Render every line of the listing below as a JSON array of strings, one string per line, omitting any blank lines.

**RECORDS FOR THE TASK**

◇ ◇ ◇

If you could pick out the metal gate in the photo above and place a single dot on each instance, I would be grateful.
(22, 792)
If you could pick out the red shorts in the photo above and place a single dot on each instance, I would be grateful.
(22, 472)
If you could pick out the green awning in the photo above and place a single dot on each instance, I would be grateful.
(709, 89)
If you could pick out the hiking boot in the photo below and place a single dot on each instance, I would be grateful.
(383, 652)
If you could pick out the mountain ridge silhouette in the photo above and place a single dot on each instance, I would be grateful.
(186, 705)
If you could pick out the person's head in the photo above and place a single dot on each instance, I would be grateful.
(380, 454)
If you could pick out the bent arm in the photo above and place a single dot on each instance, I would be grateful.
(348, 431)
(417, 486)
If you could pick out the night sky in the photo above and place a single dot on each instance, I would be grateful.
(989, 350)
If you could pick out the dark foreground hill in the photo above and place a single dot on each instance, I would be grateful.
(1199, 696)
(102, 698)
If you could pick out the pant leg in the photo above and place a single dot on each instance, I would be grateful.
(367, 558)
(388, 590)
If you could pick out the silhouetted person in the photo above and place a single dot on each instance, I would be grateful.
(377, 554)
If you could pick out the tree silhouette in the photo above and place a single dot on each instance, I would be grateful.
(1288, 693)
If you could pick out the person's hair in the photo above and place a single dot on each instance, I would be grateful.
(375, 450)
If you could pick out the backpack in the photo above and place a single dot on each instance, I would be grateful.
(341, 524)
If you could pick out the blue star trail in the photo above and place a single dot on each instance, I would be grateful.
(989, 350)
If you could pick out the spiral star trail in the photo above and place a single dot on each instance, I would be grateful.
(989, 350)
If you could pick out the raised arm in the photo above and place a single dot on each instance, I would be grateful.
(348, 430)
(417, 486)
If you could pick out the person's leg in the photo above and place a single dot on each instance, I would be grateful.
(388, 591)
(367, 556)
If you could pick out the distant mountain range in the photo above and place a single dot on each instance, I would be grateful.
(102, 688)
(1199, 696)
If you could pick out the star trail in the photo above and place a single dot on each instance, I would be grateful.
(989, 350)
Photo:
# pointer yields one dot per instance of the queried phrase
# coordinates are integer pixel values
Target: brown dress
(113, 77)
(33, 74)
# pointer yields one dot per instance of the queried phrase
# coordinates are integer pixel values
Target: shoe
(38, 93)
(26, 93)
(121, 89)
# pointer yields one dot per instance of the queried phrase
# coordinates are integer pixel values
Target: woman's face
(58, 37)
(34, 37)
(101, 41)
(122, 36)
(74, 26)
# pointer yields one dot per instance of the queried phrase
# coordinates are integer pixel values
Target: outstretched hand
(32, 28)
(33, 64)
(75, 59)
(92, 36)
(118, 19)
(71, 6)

◇ ◇ ◇

**EXPECTED ANSWER**
[
  "If you could pick out the metal gate in the photo above and place a single dot on each instance, I would be grateful.",
  "(22, 792)",
  "If you could pick out the red shorts in the photo above and place a single dot on each instance, I would be grateful.",
  "(22, 472)",
  "If you could pick out the green awning in the photo above and place a single dot on each instance, I would be grateful.",
  "(709, 89)",
  "If you could pick out the hiking boot in the photo below and place a single dot on each instance, I would be grateful.",
  "(383, 652)",
  "If you could pick out the mountain ridge silhouette in the photo above and place a single dot on each instance, I would be grateful.",
  "(186, 705)",
  "If you could pick out the person's head in the photo above and place a single dot on each instance, I would be grateful.",
  "(380, 454)",
  "If you could pick out the bent arm in the photo above and place a single dot on each instance, I would be grateful.",
  "(348, 431)",
  "(417, 486)",
  "If you could pick out the night sky in the photo above and place a single dot on each instance, I would be grateful.",
  "(989, 350)",
  "If you could pick out the dark foreground hill in the photo above and place a single dot on each instance, I would be grateful.",
  "(1199, 696)",
  "(102, 698)",
  "If you could pick out the pant leg in the photo above and place a single dot on each instance, I would be grateful.",
  "(367, 558)",
  "(388, 590)",
  "If you could pick out the silhouetted person in the photo above and place a single dot on each instance, I would be grateful.",
  "(377, 554)",
  "If you could pick out the tree silhouette in the photo above and place a single dot on each instance, I would be grateful.",
  "(1288, 693)",
  "If you could pick out the person's hair in the photo above and place a single dot on each instance, I would be grateful.",
  "(375, 450)",
  "If you could pick out the backpack in the photo above and place a single dot on each instance, I would be grateful.",
  "(341, 524)",
  "If you could pick out the blue star trail in the photo above and place a single dot on each instance, I would be grateful.",
  "(989, 350)",
  "If you could pick out the spiral star trail in the photo above and place a single dot on each instance, I would be grateful.",
  "(989, 350)",
  "If you could pick out the raised arm in the photo above and place a single dot on each instance, I would be grateful.",
  "(348, 430)",
  "(417, 486)",
  "If you could pick out the person's leg in the photo above and place a single dot on each instance, I would be grateful.",
  "(388, 591)",
  "(367, 556)",
  "If you could pick out the distant mountain range in the photo above and place a single dot on each instance, I would be grateful.",
  "(102, 688)",
  "(1199, 696)",
  "If you could pick out the star trail in the photo above and place a single dot on each instance, I would be grateful.",
  "(989, 350)",
  "Photo:",
  "# pointer yields one dot per instance of the queried phrase",
  "# coordinates are integer pixel values",
  "Target: brown dress",
  "(113, 77)",
  "(33, 74)",
  "# pointer yields one dot per instance of the queried phrase",
  "# coordinates are integer pixel values",
  "Target: shoe",
  "(38, 93)",
  "(26, 93)",
  "(121, 89)",
  "# pointer yields one dot per instance of the queried phrase",
  "# coordinates are integer pixel values",
  "Target: woman's face",
  "(58, 37)",
  "(34, 37)",
  "(101, 41)",
  "(122, 36)",
  "(74, 26)",
  "# pointer yields one dot per instance of the queried phrase",
  "# coordinates are integer pixel values",
  "Target: outstretched hand",
  "(32, 28)",
  "(33, 64)",
  "(75, 59)",
  "(92, 36)",
  "(118, 19)",
  "(71, 6)"
]